Homecoming
As it is homecoming season for all the high school-ers in the area, I thought I'd crash their party. Going "home" to an old job to make it the new job is certainly a homecoming of sorts, minus the formal dress and expensive dinner. (You know, it would be great fun for me to post some old homecoming photos. Or, maybe not. I don't think my homecoming date would find that amusing. Heck, he won't even be my Book de la Face friend. Ouch.)
This smiling goat really has nothing to do with homecoming activities except that this particular photo of this particular goat was taken at my previous-now curret job. I wanted visual representation of the old-new job and thought this perfect. Some people ask why; I say baaaaaaah!
(Kind of makes me want to say "they got my goat." Baaa-a-a-a-a-ad grrrl!)
For those of you wondering, my first day of work at my old-new job went swimmingly.
"How swimmingly?" you ask.

● **Given request**
In the homecoming post, how does the writer describe the first day of work at the old-new job? Rely only on the homecoming post above for what comes next.

● **Supplied entries**
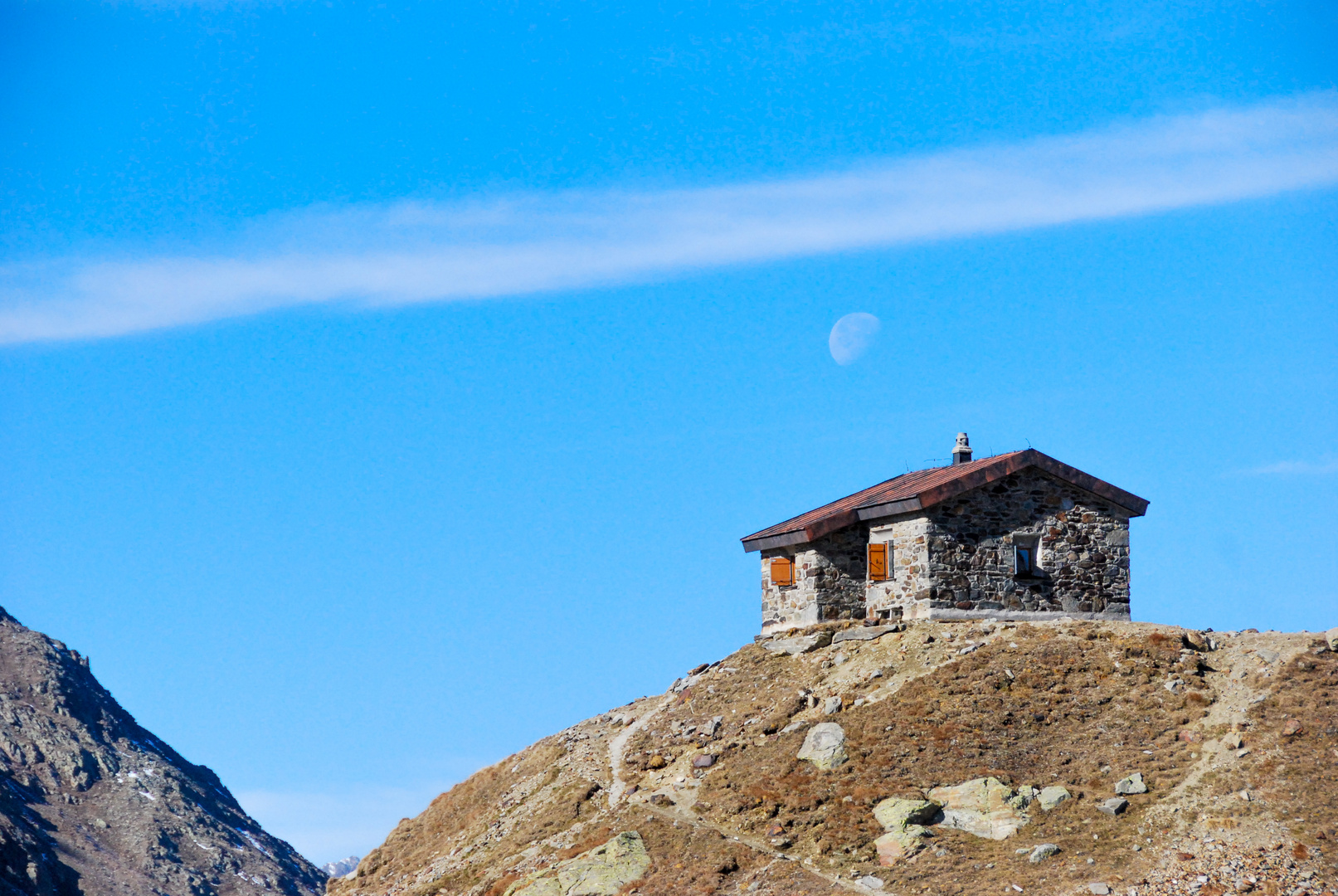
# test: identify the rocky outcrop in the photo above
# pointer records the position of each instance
(94, 804)
(825, 747)
(953, 734)
(602, 871)
(982, 806)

● **Task answer**
The first day went swimmingly.